(Dataset items)

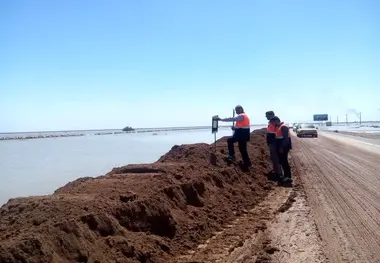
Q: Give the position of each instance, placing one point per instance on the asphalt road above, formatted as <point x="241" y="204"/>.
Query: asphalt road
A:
<point x="341" y="176"/>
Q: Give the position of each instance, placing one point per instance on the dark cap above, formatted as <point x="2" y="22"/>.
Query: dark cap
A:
<point x="275" y="118"/>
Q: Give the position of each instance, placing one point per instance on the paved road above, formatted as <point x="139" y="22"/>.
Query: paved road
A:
<point x="342" y="180"/>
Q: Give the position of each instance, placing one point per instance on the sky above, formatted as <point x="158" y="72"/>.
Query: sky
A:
<point x="97" y="64"/>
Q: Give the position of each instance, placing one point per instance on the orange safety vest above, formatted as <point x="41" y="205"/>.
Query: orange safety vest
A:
<point x="271" y="128"/>
<point x="244" y="124"/>
<point x="279" y="134"/>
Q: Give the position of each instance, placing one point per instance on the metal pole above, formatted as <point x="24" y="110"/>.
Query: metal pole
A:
<point x="215" y="142"/>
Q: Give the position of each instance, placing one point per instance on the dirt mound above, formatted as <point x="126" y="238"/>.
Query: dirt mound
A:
<point x="136" y="213"/>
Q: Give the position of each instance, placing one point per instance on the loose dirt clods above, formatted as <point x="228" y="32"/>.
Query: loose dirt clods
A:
<point x="136" y="213"/>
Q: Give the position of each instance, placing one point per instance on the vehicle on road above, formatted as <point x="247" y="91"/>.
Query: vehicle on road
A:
<point x="307" y="130"/>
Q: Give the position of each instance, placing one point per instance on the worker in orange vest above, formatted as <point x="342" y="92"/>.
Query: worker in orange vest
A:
<point x="271" y="139"/>
<point x="283" y="146"/>
<point x="242" y="133"/>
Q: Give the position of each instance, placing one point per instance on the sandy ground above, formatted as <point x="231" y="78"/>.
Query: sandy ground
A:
<point x="341" y="176"/>
<point x="284" y="233"/>
<point x="331" y="215"/>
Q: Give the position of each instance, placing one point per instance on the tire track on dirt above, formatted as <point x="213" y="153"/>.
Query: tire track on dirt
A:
<point x="341" y="183"/>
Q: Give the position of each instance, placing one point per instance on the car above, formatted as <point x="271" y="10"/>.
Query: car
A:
<point x="307" y="130"/>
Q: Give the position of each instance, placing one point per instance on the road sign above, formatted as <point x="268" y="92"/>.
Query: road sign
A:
<point x="214" y="126"/>
<point x="320" y="117"/>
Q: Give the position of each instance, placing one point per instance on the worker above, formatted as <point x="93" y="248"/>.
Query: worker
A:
<point x="271" y="139"/>
<point x="242" y="132"/>
<point x="283" y="146"/>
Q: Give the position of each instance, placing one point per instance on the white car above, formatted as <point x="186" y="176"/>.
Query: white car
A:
<point x="307" y="130"/>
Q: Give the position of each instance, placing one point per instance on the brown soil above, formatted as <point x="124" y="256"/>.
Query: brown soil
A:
<point x="136" y="213"/>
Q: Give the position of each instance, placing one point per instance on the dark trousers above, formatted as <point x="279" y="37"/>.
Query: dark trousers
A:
<point x="242" y="148"/>
<point x="284" y="162"/>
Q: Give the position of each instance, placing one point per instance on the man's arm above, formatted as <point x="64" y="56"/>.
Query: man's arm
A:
<point x="285" y="134"/>
<point x="237" y="118"/>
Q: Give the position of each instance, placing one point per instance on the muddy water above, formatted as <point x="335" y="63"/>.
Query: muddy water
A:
<point x="36" y="167"/>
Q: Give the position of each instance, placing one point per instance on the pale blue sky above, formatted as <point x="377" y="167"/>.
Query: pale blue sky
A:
<point x="88" y="64"/>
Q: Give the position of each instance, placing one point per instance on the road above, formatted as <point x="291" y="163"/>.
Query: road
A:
<point x="331" y="215"/>
<point x="341" y="178"/>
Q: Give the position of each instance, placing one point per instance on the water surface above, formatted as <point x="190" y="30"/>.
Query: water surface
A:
<point x="39" y="166"/>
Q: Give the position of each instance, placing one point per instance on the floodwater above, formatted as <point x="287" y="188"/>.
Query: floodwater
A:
<point x="39" y="166"/>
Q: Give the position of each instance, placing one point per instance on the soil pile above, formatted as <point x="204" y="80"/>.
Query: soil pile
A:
<point x="136" y="213"/>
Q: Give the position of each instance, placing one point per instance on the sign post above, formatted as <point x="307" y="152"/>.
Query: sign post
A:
<point x="214" y="130"/>
<point x="320" y="117"/>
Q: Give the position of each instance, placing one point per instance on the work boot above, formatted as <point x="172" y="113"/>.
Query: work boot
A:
<point x="231" y="158"/>
<point x="285" y="181"/>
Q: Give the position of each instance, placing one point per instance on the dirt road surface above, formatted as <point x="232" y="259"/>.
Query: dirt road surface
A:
<point x="341" y="176"/>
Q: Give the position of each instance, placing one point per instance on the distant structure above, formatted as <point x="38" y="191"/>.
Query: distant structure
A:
<point x="128" y="128"/>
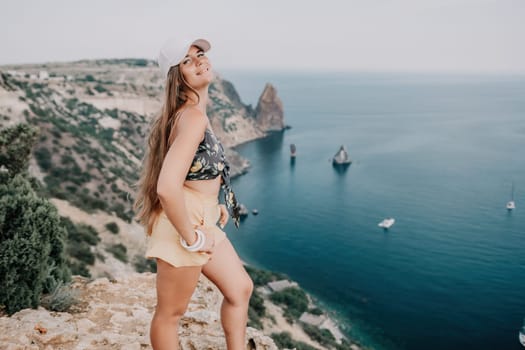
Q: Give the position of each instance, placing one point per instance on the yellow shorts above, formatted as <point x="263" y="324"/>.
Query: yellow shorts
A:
<point x="164" y="242"/>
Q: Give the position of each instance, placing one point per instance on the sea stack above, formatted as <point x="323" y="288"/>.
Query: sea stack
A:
<point x="269" y="114"/>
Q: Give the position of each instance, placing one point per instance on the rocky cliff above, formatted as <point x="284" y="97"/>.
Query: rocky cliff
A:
<point x="269" y="113"/>
<point x="93" y="118"/>
<point x="115" y="314"/>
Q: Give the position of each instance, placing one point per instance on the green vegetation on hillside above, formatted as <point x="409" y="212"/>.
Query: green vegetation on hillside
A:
<point x="32" y="259"/>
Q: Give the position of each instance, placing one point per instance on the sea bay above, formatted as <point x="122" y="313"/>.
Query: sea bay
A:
<point x="437" y="152"/>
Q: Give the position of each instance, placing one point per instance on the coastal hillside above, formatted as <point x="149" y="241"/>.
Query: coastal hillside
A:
<point x="93" y="117"/>
<point x="85" y="124"/>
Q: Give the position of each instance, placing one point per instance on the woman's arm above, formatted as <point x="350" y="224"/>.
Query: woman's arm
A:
<point x="189" y="133"/>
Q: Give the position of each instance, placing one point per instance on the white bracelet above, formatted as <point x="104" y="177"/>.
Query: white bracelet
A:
<point x="199" y="243"/>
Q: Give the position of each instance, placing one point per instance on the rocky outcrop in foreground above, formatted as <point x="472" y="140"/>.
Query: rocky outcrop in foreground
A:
<point x="116" y="314"/>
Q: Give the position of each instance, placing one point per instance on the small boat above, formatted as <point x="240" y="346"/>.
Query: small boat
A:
<point x="243" y="211"/>
<point x="511" y="204"/>
<point x="522" y="334"/>
<point x="387" y="223"/>
<point x="341" y="157"/>
<point x="293" y="149"/>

**EXERCISE**
Copy from the entries above each line in which the string "post" can be found.

**ANSWER TO THE EXERCISE**
Q: Give the position of each instance, placing one point per instance on the sign post above, formatted as <point x="307" y="152"/>.
Query: sign post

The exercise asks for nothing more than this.